■ **To do**: Reproduce word for word the lines in the rows below, starting at the line that contains "Return one point per instance of the blue shorts." and ending at the last line of the rows.

[Begin Stored rows]

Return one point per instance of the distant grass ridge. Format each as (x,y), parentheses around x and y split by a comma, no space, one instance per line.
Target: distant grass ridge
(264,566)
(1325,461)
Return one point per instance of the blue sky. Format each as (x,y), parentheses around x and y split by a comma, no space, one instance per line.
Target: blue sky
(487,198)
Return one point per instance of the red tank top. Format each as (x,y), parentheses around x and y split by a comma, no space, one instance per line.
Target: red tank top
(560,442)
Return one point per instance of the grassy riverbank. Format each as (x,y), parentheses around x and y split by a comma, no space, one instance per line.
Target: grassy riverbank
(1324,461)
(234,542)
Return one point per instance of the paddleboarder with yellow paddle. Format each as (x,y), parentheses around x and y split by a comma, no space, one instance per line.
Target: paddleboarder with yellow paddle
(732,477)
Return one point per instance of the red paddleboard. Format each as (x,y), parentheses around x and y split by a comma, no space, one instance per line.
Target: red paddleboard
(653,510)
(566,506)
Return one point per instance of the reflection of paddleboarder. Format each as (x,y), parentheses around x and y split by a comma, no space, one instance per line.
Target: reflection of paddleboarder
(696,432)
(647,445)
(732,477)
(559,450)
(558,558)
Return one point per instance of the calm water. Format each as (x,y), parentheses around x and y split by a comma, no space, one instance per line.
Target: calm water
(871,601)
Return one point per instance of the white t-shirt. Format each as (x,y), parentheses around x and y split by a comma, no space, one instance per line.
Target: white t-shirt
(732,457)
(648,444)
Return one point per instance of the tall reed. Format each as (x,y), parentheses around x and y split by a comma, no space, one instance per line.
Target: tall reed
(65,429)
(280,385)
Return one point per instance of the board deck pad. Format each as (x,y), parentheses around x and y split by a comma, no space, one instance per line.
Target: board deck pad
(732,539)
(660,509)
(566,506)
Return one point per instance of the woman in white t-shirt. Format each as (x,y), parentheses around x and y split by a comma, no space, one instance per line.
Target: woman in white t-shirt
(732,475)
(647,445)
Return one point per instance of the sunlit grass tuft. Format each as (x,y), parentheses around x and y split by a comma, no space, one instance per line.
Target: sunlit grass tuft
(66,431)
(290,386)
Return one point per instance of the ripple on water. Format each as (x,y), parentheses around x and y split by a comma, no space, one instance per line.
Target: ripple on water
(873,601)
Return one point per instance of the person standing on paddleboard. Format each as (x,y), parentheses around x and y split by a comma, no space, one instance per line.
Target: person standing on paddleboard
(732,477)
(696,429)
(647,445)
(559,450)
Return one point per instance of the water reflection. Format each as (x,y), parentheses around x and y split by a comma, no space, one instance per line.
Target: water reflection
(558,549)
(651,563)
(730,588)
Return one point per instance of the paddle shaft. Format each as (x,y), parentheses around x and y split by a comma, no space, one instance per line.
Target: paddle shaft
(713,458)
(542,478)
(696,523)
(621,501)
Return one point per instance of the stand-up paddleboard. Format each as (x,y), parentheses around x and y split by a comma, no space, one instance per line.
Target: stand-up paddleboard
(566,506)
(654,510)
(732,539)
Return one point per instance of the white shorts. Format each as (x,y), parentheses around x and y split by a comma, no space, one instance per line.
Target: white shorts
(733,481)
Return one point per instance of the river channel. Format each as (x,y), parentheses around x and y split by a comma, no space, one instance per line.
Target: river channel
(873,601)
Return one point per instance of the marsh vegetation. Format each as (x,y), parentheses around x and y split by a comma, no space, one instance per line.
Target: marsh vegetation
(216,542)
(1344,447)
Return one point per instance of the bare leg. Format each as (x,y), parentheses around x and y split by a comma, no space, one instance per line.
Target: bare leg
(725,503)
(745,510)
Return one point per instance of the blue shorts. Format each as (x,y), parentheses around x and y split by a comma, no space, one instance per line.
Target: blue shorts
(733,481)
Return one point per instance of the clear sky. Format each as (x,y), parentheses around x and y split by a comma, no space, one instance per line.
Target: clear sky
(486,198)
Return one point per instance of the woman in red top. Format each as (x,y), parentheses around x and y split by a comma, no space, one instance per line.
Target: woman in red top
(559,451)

[End Stored rows]

■ **Worked answer**:
Return one point per instance of the blue shorts. Format each as (x,y), parentheses around x and y split by a comma, no space, one instance per line.
Target: blue shorts
(733,481)
Return one point per instance of the clear sky. Format each as (x,y), parentheses around x and y split by a comma, no space, one instance per line.
Target: clear sky
(486,198)
Return one point per instance of the woman in red top. Format each as (x,y), parentheses around x and y split by a comma, no space, one instance per line.
Target: woman in red top
(559,451)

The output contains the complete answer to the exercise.